> [Work to be completed]: Turn every line of the records into a Markdown table with the columns No. and Line, one numbered row per line, skipping any blank lines. Leave the pictures out of the table.

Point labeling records
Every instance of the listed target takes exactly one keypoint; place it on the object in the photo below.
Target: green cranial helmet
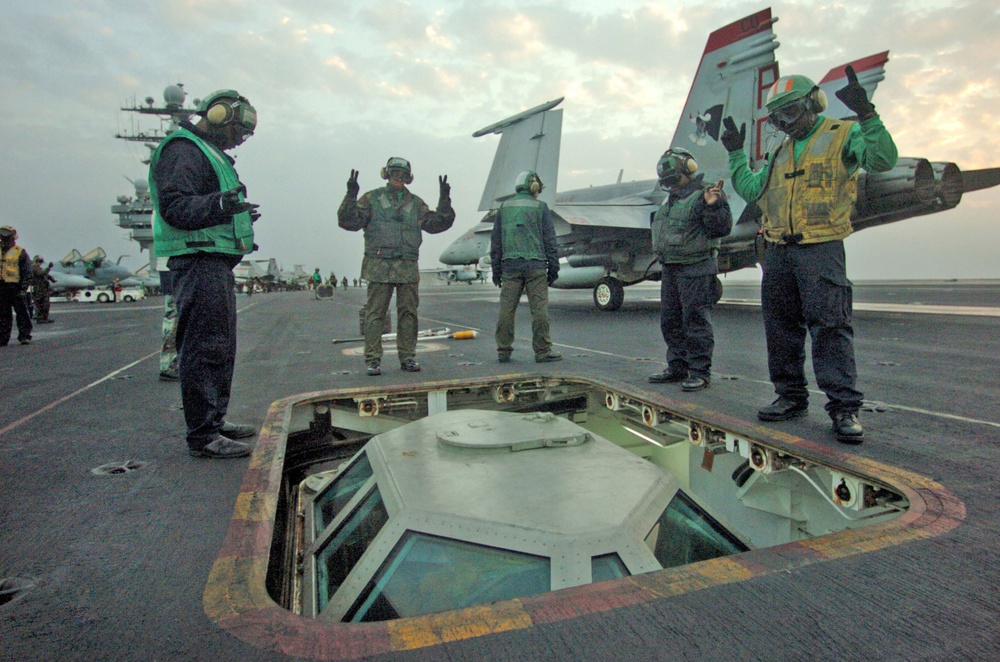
(788, 89)
(674, 165)
(224, 107)
(528, 181)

> [Output of the task]:
| No. | Line |
|---|---|
| 1 | Every instance of the listed target takes exactly one keypoint; place it on the object in the photo below. |
| 2 | Target: green cranial helmet |
| 3 | (788, 89) |
| 4 | (674, 165) |
| 5 | (224, 107) |
| 6 | (528, 181) |